_WHAT IS REQUIRED_
Copy out the items from the line with "trace the outline of every instance of the sky" through the last line, keeping the requests, and add 92 to every pixel coordinate in the answers.

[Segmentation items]
= = = = =

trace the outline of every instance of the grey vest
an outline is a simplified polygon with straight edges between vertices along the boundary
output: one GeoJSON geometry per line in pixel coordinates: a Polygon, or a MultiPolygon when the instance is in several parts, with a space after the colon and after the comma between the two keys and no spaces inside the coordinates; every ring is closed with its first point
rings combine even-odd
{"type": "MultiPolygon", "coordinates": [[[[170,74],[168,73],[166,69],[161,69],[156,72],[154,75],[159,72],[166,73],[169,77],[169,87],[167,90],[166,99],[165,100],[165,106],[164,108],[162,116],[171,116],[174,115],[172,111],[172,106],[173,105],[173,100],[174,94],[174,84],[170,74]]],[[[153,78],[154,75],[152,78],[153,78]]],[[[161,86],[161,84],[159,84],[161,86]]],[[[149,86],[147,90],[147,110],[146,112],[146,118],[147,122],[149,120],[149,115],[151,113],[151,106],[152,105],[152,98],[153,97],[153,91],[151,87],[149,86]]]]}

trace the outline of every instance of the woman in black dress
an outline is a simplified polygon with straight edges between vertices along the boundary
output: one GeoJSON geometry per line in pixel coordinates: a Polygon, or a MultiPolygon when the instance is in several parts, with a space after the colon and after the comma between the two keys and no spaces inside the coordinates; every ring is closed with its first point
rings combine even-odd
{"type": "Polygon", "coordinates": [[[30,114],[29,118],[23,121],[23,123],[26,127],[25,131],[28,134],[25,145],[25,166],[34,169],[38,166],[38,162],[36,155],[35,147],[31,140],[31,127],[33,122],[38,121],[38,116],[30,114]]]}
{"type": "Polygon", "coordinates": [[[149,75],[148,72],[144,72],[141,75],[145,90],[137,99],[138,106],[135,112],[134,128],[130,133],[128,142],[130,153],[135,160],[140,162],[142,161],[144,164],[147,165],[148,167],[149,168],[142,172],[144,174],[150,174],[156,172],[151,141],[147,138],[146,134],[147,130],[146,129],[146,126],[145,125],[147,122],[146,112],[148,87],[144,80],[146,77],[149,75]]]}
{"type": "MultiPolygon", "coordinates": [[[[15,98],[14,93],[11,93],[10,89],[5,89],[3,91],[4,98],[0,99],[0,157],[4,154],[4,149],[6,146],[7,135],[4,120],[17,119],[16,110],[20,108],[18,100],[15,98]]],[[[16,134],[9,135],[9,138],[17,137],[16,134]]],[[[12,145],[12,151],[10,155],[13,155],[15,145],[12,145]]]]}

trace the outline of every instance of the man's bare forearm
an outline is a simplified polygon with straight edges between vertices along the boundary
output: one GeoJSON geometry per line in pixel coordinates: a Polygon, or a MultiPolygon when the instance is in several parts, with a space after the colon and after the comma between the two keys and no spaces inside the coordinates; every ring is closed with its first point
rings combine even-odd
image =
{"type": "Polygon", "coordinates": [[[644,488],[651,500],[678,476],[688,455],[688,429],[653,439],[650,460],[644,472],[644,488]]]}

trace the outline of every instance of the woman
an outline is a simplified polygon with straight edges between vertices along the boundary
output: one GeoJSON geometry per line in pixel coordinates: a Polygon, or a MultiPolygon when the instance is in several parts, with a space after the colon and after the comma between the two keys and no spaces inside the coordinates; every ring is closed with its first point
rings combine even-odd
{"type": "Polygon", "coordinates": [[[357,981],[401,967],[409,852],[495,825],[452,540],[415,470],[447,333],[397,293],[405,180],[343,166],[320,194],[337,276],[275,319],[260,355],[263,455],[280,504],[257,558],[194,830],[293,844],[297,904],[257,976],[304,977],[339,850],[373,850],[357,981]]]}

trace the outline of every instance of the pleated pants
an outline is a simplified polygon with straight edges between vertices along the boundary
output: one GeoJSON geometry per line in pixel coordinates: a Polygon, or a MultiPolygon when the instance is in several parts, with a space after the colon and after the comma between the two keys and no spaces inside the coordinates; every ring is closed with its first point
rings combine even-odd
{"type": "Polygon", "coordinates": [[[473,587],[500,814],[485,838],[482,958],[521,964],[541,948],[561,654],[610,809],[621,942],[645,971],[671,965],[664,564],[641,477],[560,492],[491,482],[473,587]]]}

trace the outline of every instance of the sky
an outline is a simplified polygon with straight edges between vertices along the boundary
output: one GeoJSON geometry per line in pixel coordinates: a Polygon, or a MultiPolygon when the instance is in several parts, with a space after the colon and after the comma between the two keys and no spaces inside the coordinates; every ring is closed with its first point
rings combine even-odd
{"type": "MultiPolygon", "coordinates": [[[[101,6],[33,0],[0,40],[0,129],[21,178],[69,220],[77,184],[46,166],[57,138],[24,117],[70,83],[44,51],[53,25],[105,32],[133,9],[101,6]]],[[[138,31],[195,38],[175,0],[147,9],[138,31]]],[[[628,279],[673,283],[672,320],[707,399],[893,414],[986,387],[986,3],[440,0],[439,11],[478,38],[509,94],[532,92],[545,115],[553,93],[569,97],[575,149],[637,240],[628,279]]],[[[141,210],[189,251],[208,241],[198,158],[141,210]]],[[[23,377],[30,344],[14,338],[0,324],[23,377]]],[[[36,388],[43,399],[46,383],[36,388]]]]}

= = = = =

_ANSWER TO THIS PROBLEM_
trace the outline of every instance of the sky
an outline is a simplified polygon with straight edges between vertices along the boundary
output: one GeoJSON geometry per line in pixel coordinates: a Polygon, or a MultiPolygon when the instance is in several parts, with a space after the colon and after the comma between the two keys and no spaces inside the coordinates; every ring is closed with its first point
rings combine even-odd
{"type": "MultiPolygon", "coordinates": [[[[193,98],[125,92],[92,132],[92,221],[113,270],[161,312],[169,276],[138,258],[149,230],[116,209],[162,175],[136,143],[145,117],[197,124],[225,101],[193,98]]],[[[230,123],[287,130],[267,92],[239,101],[230,123]]],[[[720,371],[765,375],[764,412],[799,491],[985,506],[1078,479],[1078,95],[532,92],[531,103],[570,130],[601,186],[624,184],[637,207],[645,185],[661,189],[667,241],[729,332],[720,371]]],[[[233,302],[281,343],[300,333],[290,250],[233,302]]],[[[115,469],[122,436],[106,430],[92,416],[115,469]]],[[[128,480],[135,491],[138,475],[128,480]]]]}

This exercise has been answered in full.